● **TO DO**
Please copy word for word everything in the records below, from the line containing "Consider the photo above. Spot each instance of the white string" down to the line containing "Consider the photo above. Spot each instance of the blue", with both of those lines included.

(Items from a dataset)
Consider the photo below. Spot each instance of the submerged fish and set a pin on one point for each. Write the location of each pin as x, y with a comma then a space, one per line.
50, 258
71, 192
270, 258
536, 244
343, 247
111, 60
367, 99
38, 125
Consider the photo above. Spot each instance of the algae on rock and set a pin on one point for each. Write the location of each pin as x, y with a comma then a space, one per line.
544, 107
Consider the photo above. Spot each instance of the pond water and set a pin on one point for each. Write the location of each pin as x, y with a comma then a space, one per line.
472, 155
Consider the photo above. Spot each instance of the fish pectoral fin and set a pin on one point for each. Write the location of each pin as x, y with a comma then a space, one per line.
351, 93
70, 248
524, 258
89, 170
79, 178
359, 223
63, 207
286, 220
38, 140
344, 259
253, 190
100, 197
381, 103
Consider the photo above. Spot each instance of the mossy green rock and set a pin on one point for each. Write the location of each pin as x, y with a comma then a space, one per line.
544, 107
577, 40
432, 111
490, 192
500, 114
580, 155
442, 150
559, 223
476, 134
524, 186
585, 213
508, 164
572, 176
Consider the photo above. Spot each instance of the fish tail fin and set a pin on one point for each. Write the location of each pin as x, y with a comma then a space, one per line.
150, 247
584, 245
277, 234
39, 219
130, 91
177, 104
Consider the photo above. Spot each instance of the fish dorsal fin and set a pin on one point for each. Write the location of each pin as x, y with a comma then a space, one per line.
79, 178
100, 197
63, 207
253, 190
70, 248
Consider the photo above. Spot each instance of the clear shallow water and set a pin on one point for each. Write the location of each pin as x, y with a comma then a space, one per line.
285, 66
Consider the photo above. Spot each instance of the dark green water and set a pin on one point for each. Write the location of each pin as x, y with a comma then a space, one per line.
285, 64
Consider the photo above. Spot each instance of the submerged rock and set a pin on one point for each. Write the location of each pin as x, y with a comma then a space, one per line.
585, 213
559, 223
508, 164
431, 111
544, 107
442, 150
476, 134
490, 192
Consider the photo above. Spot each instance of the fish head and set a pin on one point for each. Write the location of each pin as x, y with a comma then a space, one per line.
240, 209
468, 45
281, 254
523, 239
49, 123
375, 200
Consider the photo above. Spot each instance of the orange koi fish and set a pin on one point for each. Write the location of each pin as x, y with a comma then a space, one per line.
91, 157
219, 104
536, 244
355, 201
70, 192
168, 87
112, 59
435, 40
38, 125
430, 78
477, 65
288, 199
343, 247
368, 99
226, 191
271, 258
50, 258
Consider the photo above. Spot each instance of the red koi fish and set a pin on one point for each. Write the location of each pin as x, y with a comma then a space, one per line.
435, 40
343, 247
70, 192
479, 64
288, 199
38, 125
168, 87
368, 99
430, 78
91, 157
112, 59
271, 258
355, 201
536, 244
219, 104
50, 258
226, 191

...

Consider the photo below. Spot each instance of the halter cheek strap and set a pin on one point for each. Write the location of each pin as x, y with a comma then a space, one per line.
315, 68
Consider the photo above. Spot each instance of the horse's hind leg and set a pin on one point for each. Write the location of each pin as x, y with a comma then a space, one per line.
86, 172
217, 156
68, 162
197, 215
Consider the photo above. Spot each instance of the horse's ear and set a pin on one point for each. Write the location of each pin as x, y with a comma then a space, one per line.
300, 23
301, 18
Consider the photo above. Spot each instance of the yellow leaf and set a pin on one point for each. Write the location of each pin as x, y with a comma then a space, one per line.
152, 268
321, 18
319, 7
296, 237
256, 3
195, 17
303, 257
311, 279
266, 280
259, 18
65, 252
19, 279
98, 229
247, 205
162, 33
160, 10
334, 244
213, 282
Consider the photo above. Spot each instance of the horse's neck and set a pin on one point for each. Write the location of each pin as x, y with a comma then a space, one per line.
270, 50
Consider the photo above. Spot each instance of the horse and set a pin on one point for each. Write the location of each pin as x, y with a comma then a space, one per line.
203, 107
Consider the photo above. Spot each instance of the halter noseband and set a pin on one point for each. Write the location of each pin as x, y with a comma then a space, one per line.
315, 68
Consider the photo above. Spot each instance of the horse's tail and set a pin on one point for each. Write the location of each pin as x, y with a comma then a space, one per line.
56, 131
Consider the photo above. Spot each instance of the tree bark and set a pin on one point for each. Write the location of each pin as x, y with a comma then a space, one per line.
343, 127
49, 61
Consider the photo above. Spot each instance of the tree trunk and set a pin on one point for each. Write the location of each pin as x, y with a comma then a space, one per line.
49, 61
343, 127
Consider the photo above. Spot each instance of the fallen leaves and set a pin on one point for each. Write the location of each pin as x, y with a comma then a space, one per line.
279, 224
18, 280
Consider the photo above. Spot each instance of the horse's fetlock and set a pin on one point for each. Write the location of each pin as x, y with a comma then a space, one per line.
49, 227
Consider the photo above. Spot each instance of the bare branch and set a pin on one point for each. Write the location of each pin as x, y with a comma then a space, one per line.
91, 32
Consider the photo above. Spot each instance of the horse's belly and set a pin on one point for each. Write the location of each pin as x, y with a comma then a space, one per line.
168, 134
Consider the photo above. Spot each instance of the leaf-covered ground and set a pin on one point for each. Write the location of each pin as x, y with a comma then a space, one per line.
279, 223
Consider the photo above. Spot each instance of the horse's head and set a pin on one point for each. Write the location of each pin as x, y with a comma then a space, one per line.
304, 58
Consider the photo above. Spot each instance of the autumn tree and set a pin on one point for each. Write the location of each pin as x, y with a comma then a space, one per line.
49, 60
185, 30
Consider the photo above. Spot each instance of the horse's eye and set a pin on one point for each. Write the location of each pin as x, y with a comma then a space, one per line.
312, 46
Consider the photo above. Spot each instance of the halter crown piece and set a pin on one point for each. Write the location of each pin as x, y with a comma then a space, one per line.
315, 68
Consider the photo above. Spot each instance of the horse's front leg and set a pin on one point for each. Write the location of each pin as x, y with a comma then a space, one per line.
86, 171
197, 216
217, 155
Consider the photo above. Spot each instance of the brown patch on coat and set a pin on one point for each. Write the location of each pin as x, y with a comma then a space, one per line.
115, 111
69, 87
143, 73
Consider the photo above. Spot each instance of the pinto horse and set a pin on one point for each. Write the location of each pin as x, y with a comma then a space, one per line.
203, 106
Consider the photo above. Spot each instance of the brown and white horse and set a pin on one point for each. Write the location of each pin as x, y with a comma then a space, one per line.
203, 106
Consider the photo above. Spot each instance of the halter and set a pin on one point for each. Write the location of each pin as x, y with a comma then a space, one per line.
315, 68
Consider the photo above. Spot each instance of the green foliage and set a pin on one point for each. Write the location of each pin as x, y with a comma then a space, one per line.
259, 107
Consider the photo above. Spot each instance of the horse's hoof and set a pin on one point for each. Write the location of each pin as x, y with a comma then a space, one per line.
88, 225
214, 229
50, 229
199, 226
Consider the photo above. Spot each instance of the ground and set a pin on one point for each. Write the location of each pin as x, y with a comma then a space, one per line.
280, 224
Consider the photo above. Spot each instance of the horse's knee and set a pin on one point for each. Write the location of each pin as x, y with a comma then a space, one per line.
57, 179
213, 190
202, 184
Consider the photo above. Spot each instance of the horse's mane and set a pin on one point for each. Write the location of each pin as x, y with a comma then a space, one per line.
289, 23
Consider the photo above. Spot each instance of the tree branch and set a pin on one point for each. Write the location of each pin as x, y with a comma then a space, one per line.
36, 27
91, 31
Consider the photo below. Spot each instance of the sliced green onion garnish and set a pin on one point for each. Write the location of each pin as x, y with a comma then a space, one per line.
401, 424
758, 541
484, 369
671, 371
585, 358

==

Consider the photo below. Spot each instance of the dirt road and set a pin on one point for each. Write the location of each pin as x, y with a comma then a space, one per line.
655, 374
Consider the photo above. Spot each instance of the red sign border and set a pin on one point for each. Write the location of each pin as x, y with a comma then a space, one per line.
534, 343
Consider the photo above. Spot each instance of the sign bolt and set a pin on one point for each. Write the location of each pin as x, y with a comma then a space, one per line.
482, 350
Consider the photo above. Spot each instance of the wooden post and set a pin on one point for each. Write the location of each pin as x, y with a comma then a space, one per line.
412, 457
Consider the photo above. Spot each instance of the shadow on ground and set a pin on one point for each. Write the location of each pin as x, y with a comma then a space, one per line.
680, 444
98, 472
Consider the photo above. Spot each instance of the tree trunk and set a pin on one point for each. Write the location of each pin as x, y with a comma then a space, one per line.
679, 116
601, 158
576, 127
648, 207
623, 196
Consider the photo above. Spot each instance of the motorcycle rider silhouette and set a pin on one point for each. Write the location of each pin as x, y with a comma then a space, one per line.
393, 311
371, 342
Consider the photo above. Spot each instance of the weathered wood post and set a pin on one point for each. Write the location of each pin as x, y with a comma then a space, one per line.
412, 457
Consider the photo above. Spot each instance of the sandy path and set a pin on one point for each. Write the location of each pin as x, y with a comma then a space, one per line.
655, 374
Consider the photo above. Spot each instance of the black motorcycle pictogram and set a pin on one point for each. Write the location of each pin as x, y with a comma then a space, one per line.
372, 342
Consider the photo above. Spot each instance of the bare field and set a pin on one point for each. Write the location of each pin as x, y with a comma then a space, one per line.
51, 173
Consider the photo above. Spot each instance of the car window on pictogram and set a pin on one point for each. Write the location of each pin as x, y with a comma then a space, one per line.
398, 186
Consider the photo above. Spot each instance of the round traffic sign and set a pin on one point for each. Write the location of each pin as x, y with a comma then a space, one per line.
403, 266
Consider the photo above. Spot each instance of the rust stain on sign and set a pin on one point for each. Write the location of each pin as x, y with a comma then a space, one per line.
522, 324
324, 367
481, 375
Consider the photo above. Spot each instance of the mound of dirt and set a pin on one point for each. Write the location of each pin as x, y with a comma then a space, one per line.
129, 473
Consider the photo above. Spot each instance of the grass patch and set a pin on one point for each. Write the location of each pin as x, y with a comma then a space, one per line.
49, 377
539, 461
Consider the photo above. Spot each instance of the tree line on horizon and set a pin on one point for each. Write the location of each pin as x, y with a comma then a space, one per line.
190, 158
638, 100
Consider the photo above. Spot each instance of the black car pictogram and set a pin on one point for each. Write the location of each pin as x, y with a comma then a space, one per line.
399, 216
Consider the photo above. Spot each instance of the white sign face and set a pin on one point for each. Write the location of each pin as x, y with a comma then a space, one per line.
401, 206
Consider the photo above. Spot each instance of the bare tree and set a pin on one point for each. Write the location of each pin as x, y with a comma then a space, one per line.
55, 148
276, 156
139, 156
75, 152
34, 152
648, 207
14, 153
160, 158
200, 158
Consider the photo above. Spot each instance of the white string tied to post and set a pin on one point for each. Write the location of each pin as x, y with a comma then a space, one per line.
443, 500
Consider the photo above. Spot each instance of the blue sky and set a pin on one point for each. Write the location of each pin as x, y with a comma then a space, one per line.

● **RESULT**
Consider the photo above. Spot each instance of the white string tied to post and set a pin on one point for each. Write the location of each pin as x, y with a comma then a space, one per line.
443, 500
Consider the photo above. Spot each instance of the blue sky and set a pin on one point for each. Write the location of each pin as x, y with a comma then a space, one per line.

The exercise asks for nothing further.